(Stored data entries)

▬▬▬▬▬▬

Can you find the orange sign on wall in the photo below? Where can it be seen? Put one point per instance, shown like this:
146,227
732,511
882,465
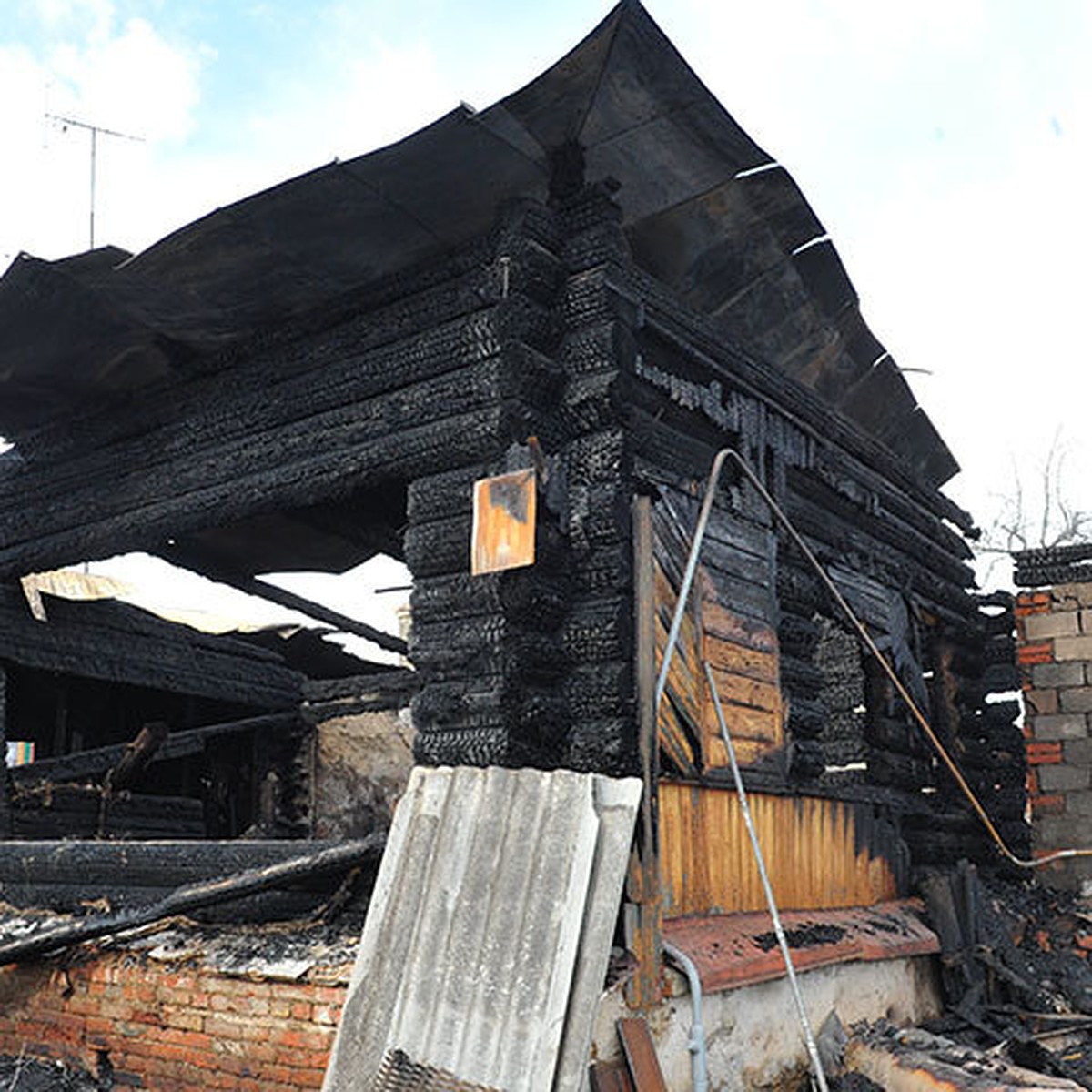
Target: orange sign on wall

▬▬▬▬▬▬

- _Exercise objective_: Nothing but the records, repeated exactly and stripped of pictures, should appear in the answer.

- _Solution to this task_:
Can you find the orange sign on wall in the photo below? Where can it be seen? Put one point per instance, shown like this:
146,227
732,511
882,465
Target: orange sign on wall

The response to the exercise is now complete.